抜粋テキスト:
□ □ □
今日、クボタショック後では、最悪の判決が言い渡されました。
アスベスト被害についての政府責任を、醜いまでに免罪したもので、まさに、満腔の怒りをもって糾弾する。
全面的に、以下の声明を発した原告団、弁護団、被害者とともにあることを表明します。

声 明
                 201 1 (平成23) 年8月 25 日

大阪泉南アスベスト国家賠償請求訴訟原告団・弁護団
泉南地域の石綿被害と市民の会
大阪泉南地域のアスベスト国賠訴訟を勝たせる会

1 (冒頭部分)
本日、大阪高等裁判所第14 民事部は、大阪・泉南アスベスト
国家賠償請求訴訟第1陣・原告 32 人・被害者26人)において、国の責任を認
めた大阪地裁判決を取消して原告の請求を棄却する不当判決を言い渡した。

2 (判決の要旨部分)
本判決は、不当にも、一審原告らの主張する国の不作為責任を一切認めなかった。

3 (判決の問題点)
大阪泉南地域は、戦前から100年にわたり,石綿紡織業が発展し、零細小規模の工場が集中立地していた。国は、 70年前に大阪泉南地域の石綿工場労働者を対象とした自らの調査によってアスベストの危険性を知っていた。にもかかわらず、国は、戦前は軍需、戦後は経済成長を優先させて、泉南地域 の事業
主、労働者やその家族、近隣住民に対して危険性情報の提供や必要な対策や規制を怠った。泉南地域は国の経済発展の捨て石にされ、その被害は、長期、広範、深刻なものとなった。国に泉南被害の発生と拡大に責任があることは明白である。それゆえにこそ、昨年5月 1 9日の大阪地裁判決は、アスベスト被害について、はじめて国の責任を認め、しかも、全損害について賠償責任を認めたのであるo
しかるに、本判決は、不当にも大阪地裁判決を取り消した。これは、アスベスト被害の原点である大阪泉南地域の被害と国の加害の事実から目をそむけ、国民の生命、健康よりも経済発展を優先させた国の責任を不問に付すものであって、許し難く、信じ難い暴挙である。 また、本判決は、国の不作為の責任を認めた筑豊じん肺最高裁判決以降の一連の司法判断の流れに全く逆行する極めて不当な判決である。そして、アスベストによる深刻で悲惨な生命、健康被害という最大の人権侵害を目の前にしながら、これを救済しなかったものであり、法的正義の実現と人権救済の砦としての裁判所の役割を自ら放棄したもので、強く非難されなければならない。
□ □ □
提供データ:
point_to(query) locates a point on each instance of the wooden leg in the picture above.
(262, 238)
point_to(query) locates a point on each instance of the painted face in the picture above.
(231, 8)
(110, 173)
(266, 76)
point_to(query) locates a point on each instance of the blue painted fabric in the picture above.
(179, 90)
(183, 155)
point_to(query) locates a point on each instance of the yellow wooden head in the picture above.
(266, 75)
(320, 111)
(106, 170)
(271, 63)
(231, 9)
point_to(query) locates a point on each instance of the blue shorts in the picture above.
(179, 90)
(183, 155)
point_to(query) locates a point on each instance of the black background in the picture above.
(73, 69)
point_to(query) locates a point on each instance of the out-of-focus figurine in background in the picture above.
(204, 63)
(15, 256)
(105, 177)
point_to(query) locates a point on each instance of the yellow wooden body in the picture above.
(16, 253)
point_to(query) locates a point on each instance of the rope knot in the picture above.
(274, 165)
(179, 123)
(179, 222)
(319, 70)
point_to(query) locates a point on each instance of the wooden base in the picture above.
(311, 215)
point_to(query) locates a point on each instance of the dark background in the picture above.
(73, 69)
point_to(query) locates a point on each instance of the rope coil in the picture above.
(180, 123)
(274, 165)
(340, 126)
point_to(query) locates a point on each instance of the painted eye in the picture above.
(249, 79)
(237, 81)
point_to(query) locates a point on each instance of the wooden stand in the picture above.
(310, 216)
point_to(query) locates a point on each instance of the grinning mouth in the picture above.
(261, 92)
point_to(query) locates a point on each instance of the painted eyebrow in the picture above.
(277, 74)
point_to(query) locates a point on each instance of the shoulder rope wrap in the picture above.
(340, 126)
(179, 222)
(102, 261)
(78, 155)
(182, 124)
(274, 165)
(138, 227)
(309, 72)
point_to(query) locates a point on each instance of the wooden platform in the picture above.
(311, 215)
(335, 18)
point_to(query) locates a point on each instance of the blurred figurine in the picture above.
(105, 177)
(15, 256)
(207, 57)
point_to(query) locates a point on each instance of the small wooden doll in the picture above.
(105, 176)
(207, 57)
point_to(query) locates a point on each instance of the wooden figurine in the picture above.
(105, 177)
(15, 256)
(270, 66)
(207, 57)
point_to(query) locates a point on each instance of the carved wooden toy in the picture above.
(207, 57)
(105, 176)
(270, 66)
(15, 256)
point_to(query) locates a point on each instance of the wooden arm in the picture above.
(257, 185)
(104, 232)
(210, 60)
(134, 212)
□ □ □
作業指示 1: 抜粋テキストによれば、国はアスベストの危険性を何によって知っていたか。
作業指示 2: 抜粋テキストのうち、「本日、大阪高等裁判所第14 民事部は、大阪・泉南アスベスト」から「く非難されなければならない。」までの範囲を一字一句変えずに書き写せ。

解答 1: 70年前に大阪泉南地域の石綿工場労働者を対象として国自らが行った調査によって知っていた。

解答 2:
本日、大阪高等裁判所第14 民事部は、大阪・泉南アスベスト
国家賠償請求訴訟第1陣・原告 32 人・被害者26人)において、国の責任を認
めた大阪地裁判決を取消して原告の請求を棄却する不当判決を言い渡した。

2 (判決の要旨部分)
本判決は、不当にも、一審原告らの主張する国の不作為責任を一切認めなかった。

3 (判決の問題点)
大阪泉南地域は、戦前から100年にわたり,石綿紡織業が発展し、零細小規模の工場が集中立地していた。国は、 70年前に大阪泉南地域の石綿工場労働者を対象とした自らの調査によってアスベストの危険性を知っていた。にもかかわらず、国は、戦前は軍需、戦後は経済成長を優先させて、泉南地域 の事業
主、労働者やその家族、近隣住民に対して危険性情報の提供や必要な対策や規制を怠った。泉南地域は国の経済発展の捨て石にされ、その被害は、長期、広範、深刻なものとなった。国に泉南被害の発生と拡大に責任があることは明白である。それゆえにこそ、昨年5月 1 9日の大阪地裁判決は、アスベスト被害について、はじめて国の責任を認め、しかも、全損害について賠償責任を認めたのであるo
しかるに、本判決は、不当にも大阪地裁判決を取り消した。これは、アスベスト被害の原点である大阪泉南地域の被害と国の加害の事実から目をそむけ、国民の生命、健康よりも経済発展を優先させた国の責任を不問に付すものであって、許し難く、信じ難い暴挙である。 また、本判決は、国の不作為の責任を認めた筑豊じん肺最高裁判決以降の一連の司法判断の流れに全く逆行する極めて不当な判決である。そして、アスベストによる深刻で悲惨な生命、健康被害という最大の人権侵害を目の前にしながら、これを救済しなかったものであり、法的正義の実現と人権救済の砦としての裁判所の役割を自ら放棄したもので、強く非難されなければならない。